▸ **Exercise**: Identify every line of the material below that contains the string "brush", treating uppercase and lowercase letters as different.

▸ **Dataset rows on where objects appear**:
-- start --
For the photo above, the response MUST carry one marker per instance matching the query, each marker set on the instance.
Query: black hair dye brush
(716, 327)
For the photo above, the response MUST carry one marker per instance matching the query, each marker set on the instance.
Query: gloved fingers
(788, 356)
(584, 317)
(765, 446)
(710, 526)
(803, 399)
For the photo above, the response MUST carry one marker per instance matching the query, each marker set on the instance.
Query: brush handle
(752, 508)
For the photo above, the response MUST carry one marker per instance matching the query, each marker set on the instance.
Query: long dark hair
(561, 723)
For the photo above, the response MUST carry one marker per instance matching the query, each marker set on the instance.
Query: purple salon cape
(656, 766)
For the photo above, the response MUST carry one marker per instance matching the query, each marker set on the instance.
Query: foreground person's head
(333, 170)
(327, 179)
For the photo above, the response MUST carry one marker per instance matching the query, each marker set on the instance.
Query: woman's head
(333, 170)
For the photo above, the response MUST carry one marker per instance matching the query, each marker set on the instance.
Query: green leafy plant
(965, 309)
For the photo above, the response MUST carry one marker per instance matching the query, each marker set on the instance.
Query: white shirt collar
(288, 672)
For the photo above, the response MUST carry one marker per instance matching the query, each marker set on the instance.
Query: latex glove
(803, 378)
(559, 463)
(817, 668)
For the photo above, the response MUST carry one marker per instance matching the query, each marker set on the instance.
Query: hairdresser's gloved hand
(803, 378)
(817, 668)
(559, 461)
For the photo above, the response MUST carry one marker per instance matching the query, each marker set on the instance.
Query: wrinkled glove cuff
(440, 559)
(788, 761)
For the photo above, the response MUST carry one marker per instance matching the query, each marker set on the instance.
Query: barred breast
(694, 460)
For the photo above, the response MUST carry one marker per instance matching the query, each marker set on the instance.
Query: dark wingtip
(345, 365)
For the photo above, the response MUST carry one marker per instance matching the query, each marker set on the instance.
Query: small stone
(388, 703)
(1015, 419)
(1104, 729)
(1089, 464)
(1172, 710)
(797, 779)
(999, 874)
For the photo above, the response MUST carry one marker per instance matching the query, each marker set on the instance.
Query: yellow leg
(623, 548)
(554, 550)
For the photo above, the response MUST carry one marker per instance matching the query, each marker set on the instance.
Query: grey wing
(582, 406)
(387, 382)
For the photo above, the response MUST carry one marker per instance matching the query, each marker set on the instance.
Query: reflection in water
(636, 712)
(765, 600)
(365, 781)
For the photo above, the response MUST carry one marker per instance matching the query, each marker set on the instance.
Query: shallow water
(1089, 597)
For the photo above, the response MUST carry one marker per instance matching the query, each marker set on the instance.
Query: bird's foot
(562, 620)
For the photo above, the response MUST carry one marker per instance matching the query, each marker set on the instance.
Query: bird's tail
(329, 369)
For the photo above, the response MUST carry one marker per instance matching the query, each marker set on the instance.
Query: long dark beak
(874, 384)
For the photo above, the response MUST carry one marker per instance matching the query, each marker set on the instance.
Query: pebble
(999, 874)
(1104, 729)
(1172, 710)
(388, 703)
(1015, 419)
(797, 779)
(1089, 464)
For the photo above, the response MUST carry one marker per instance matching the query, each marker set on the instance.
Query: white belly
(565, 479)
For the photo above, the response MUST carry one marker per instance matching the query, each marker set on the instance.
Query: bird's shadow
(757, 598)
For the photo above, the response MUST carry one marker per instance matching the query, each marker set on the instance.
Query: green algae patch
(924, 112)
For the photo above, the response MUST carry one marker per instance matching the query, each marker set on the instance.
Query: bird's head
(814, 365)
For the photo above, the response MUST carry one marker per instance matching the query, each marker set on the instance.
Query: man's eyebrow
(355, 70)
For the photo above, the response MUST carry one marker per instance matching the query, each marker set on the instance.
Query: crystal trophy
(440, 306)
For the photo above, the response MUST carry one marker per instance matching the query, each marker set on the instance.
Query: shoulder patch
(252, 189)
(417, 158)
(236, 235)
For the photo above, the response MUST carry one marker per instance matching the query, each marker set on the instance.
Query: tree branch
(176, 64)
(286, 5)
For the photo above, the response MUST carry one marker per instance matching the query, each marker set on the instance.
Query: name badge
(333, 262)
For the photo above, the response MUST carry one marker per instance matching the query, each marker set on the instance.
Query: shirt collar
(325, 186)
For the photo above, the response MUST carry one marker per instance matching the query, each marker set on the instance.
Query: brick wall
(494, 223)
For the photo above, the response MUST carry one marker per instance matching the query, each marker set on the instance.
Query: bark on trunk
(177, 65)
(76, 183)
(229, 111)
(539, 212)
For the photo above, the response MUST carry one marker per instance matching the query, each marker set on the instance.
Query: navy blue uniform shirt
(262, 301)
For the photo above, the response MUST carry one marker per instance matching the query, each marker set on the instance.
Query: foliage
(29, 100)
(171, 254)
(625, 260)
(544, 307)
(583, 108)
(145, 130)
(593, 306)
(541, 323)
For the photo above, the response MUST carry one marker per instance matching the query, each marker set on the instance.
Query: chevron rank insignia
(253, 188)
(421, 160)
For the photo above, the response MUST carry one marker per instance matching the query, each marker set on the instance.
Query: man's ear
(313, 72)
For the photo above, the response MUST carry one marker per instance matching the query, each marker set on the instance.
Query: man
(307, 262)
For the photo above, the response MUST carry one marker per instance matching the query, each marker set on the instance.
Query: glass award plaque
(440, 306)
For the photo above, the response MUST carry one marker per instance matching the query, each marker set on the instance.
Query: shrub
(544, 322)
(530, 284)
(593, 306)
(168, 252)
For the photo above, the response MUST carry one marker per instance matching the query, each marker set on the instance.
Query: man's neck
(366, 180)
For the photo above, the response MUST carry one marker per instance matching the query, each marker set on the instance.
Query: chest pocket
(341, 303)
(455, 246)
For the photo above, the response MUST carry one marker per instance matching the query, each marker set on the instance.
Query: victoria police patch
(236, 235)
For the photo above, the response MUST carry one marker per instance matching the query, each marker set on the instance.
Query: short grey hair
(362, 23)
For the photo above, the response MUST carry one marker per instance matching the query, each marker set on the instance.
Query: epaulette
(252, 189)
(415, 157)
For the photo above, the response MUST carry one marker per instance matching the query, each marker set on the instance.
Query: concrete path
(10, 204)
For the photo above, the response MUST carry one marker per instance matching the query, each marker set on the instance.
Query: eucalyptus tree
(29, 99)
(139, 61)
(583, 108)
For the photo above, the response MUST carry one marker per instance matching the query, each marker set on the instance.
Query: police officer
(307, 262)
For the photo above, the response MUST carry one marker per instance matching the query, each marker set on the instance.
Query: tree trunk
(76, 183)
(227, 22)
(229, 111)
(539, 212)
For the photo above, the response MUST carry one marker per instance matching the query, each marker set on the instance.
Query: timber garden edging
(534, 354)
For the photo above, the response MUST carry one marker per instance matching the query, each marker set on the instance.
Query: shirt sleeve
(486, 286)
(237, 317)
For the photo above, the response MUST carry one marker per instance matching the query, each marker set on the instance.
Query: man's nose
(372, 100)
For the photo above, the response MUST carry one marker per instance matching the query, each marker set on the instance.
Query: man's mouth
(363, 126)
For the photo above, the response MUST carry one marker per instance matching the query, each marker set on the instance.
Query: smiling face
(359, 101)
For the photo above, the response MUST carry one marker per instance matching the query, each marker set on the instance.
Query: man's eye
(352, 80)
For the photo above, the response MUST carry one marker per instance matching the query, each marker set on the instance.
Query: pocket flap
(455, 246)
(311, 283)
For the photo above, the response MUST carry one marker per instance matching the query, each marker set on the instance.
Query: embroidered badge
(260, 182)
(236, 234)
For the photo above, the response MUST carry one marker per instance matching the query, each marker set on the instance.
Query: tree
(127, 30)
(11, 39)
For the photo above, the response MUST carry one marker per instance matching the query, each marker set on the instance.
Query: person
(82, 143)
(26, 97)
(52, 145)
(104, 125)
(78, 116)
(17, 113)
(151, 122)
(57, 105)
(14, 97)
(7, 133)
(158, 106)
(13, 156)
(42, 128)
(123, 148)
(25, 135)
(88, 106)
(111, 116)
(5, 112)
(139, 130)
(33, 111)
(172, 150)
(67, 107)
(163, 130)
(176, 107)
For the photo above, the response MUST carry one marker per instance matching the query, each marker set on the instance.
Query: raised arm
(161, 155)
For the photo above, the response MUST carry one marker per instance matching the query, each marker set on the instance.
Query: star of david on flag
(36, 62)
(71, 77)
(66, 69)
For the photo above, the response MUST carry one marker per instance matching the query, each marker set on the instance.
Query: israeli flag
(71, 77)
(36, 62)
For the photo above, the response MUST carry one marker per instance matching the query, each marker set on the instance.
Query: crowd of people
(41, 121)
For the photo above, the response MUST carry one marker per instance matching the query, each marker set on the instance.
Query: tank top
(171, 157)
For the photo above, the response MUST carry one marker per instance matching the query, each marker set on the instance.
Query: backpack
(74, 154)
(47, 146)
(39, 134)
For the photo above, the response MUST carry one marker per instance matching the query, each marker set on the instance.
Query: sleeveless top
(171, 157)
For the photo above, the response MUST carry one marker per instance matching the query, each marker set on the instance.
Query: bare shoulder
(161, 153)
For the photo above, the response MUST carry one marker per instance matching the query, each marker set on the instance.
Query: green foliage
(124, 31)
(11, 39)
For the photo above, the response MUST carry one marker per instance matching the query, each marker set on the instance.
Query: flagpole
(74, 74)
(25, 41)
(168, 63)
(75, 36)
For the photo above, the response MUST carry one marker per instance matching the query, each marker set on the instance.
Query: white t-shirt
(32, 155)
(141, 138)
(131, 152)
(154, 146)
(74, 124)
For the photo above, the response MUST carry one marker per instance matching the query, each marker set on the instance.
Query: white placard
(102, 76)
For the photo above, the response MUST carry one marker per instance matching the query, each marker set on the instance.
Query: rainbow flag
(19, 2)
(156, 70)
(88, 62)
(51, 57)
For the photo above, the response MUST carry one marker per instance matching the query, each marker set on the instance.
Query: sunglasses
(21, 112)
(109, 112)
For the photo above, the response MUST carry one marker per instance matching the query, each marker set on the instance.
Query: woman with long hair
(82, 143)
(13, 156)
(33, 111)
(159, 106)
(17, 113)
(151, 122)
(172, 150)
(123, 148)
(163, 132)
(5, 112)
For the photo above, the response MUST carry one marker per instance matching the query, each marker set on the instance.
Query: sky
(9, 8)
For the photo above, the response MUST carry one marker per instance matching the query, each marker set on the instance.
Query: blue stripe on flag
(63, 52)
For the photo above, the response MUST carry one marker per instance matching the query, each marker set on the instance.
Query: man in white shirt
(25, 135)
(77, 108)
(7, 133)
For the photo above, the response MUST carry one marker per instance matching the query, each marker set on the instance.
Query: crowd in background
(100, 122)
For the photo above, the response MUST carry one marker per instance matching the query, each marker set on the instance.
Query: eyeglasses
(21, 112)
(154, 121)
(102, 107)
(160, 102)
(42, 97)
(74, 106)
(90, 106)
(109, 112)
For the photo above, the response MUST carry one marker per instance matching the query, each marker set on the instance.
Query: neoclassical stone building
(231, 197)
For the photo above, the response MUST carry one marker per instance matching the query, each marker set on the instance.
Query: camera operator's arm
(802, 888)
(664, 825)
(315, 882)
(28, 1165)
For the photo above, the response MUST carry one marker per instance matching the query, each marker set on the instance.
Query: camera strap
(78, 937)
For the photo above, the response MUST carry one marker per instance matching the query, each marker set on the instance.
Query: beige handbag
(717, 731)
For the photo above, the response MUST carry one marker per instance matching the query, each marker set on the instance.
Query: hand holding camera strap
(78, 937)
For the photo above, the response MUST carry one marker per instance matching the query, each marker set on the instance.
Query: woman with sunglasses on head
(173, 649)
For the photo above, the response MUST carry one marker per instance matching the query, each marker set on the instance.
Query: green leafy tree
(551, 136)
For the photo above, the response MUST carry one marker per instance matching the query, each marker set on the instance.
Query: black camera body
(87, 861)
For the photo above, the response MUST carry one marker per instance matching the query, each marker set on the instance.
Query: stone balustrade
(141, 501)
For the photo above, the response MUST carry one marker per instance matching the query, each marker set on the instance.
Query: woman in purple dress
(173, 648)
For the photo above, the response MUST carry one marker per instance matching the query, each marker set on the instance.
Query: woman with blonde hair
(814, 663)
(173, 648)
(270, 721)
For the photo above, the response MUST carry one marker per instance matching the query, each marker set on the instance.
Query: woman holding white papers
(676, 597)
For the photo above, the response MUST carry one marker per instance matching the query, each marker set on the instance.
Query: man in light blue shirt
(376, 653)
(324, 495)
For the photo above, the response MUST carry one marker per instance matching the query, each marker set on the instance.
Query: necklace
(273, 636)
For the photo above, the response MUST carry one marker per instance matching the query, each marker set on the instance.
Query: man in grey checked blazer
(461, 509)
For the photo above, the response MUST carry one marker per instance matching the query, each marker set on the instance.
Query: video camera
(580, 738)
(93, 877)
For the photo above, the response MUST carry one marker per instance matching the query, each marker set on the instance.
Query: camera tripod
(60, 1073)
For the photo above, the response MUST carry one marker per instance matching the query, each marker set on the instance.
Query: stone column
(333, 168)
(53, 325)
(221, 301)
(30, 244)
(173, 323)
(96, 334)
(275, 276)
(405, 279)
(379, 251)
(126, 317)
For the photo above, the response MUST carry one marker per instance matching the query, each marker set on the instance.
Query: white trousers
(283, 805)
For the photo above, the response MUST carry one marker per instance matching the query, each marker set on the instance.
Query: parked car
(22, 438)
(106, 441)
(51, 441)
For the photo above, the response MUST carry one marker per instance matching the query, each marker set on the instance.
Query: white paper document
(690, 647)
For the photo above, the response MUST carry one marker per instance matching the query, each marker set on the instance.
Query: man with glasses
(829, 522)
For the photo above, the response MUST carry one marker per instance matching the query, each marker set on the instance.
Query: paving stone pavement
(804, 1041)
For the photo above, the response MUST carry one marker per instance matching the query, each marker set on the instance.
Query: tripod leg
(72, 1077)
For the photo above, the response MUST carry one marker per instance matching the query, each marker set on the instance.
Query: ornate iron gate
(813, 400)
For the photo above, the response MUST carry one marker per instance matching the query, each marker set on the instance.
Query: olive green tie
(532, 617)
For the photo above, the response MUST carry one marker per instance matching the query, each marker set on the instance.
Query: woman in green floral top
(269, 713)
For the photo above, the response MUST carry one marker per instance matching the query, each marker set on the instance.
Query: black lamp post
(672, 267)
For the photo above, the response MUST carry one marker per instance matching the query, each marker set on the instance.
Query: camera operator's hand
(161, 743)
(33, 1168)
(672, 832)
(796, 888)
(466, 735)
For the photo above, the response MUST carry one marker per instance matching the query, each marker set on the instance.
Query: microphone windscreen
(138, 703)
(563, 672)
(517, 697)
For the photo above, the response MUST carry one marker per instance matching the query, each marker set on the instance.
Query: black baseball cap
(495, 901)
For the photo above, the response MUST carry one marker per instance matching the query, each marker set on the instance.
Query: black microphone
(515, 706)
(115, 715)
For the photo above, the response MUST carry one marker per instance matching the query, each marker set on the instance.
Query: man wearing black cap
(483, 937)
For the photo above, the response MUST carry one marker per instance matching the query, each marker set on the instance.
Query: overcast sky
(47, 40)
-- end --
▸ **Exercise result**:
Query: black hair dye brush
Query: brush handle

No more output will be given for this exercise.